TASK:
In the entries below, go to the line containing "Note to the class: find the brick" and repeat it along with every later line, exactly.

LISTED ENTRIES:

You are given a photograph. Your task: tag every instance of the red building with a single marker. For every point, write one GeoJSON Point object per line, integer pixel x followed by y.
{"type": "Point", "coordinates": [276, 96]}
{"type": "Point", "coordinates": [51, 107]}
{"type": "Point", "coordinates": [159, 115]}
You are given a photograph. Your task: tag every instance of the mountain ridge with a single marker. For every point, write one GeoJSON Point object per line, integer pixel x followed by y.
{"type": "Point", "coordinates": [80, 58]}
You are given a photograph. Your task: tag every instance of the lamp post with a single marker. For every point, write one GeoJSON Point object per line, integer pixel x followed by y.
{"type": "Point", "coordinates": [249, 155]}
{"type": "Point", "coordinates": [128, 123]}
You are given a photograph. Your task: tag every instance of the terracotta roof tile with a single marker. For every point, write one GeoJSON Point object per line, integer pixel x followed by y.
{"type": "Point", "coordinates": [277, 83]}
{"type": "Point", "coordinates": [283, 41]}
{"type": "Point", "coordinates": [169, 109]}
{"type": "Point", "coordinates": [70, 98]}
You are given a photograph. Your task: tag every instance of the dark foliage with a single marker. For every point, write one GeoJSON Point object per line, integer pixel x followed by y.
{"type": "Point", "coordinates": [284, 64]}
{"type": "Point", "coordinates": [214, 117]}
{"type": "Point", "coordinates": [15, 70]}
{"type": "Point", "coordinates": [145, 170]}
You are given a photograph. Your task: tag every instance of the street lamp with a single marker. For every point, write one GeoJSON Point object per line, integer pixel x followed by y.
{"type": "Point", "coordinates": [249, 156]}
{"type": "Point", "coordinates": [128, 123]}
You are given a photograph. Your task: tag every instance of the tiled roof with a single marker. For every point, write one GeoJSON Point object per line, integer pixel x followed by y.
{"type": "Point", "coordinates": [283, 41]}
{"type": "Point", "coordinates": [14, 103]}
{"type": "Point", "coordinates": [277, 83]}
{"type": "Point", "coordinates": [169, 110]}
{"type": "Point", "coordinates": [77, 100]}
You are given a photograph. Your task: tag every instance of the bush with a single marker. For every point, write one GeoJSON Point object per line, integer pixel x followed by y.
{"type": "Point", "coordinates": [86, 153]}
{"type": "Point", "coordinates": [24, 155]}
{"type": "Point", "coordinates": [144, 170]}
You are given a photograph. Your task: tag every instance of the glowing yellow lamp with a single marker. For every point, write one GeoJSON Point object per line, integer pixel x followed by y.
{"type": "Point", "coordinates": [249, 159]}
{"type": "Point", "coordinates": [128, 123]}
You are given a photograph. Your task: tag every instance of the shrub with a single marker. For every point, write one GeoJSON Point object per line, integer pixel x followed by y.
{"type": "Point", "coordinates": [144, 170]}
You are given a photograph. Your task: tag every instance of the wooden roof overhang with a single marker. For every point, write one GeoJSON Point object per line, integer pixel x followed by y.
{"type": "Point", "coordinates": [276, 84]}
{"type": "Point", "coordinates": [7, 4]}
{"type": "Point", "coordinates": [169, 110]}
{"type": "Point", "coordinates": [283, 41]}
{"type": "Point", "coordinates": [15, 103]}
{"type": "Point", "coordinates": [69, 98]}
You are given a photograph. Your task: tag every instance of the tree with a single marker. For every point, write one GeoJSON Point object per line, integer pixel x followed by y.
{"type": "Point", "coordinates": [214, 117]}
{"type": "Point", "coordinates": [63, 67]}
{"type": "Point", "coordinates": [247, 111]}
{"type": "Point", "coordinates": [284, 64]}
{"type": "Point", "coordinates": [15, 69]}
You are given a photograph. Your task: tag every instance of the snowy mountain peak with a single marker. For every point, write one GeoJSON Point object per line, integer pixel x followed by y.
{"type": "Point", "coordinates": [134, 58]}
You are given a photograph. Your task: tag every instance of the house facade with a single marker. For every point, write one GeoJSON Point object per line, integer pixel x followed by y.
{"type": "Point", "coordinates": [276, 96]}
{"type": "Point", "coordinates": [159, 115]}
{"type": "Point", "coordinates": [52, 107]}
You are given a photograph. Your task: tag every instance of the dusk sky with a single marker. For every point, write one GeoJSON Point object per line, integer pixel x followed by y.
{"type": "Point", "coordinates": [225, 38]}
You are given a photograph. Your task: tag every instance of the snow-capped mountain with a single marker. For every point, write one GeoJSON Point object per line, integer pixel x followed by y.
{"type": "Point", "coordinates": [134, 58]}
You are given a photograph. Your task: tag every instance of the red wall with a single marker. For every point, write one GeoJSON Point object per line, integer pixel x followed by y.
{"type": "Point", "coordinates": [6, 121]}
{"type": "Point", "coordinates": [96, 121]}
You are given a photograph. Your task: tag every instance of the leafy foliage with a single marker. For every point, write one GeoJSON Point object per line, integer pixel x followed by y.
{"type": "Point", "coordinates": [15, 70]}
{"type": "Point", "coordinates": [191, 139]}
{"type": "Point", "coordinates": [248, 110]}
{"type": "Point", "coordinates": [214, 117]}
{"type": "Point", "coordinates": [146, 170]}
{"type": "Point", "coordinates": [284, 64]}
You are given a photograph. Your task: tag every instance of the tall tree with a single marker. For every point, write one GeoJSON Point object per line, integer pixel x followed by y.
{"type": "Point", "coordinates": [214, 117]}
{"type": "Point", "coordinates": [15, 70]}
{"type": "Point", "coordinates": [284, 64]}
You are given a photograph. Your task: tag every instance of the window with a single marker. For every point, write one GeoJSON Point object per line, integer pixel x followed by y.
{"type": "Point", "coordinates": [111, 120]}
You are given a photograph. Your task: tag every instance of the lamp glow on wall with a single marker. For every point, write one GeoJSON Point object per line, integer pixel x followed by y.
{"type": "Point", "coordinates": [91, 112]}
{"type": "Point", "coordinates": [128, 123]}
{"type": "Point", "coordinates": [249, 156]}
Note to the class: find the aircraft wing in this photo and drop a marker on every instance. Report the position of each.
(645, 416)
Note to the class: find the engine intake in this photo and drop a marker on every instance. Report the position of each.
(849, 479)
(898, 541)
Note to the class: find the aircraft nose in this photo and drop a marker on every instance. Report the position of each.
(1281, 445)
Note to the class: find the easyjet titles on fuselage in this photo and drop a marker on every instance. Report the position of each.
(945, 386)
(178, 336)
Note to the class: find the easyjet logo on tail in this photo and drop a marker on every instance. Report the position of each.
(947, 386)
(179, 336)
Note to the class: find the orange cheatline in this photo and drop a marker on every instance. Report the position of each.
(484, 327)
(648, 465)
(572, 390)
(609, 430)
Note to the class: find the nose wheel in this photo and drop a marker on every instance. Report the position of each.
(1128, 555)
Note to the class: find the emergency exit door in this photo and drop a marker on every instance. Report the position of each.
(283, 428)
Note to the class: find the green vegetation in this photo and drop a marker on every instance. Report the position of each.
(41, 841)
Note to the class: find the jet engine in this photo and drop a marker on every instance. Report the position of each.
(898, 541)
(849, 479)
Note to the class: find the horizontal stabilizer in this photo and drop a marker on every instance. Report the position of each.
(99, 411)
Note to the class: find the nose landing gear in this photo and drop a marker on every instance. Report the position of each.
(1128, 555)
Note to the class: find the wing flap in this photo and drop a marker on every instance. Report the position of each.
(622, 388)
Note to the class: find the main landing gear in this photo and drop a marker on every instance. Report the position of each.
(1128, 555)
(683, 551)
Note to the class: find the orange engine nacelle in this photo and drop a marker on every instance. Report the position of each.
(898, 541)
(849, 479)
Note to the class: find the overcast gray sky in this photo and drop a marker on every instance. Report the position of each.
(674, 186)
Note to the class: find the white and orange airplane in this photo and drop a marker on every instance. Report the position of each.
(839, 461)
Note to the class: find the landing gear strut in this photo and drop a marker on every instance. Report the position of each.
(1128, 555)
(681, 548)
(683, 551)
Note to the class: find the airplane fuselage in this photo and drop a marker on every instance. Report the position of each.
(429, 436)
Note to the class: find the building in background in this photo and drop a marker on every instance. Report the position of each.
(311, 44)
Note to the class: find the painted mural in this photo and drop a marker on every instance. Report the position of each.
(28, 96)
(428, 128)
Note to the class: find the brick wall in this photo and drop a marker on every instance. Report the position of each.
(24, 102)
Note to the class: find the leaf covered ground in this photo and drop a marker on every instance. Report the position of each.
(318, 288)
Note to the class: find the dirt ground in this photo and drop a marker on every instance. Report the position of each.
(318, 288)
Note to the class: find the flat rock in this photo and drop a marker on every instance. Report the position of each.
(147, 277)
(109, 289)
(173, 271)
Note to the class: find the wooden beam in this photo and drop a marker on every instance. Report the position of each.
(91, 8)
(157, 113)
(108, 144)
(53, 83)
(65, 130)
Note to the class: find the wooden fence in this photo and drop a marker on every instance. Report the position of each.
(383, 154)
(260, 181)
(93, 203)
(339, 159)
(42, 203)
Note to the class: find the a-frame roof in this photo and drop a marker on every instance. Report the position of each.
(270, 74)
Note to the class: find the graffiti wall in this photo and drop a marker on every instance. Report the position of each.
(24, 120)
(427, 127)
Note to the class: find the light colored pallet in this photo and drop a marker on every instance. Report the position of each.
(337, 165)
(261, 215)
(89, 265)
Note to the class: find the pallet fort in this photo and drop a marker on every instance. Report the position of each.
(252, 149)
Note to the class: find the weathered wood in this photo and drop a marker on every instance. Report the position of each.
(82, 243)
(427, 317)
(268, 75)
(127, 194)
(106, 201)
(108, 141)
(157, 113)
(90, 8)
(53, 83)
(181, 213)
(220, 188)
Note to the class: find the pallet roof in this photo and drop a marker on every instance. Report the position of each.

REPLY:
Note to the class: find the brick wall in this photo and drop a marker on every instance. Report the position of each.
(24, 102)
Note to the class: find the leaf covered ground in this photo and drop a marker on every instance. Report the position of each.
(318, 288)
Note to the class: find the dirt ground in this photo and drop a marker on every instance. Report the position of each.
(318, 288)
Note to the class: find the flat rock in this photo and drop a marker on every instance. Report the position of each.
(147, 277)
(109, 289)
(173, 271)
Note to the class: find the wooden beam in this photo and drop a marker on every instance. Report the position of each.
(91, 8)
(157, 113)
(108, 144)
(53, 83)
(65, 130)
Note to the class: find the wooden fence in this photo and drop a marker on every instance. Report the position of each.
(383, 154)
(260, 181)
(93, 203)
(339, 159)
(42, 203)
Note to the class: find the a-frame roof in this photo and drop a marker on every instance. Report the position of each.
(270, 74)
Note to the class: find the graffiti wall in this photo and drop a marker on every instance. Report the position of each.
(24, 120)
(427, 127)
Note to the class: find the light colored pallet in this photo and drop a marker on every instance. Report the position of each.
(337, 165)
(261, 215)
(89, 265)
Note to the class: find the pallet fort in this photo and drop a marker on every instance. Report the position of each.
(252, 149)
Note to the class: find the weathered wood in this photo and drop a marker on every instance. Report the position of each.
(82, 243)
(427, 317)
(268, 75)
(127, 194)
(106, 201)
(108, 141)
(157, 113)
(90, 8)
(53, 83)
(181, 213)
(220, 188)
Note to the class: find the pallet roof in this photo and drop a marker on every instance. Report the position of each.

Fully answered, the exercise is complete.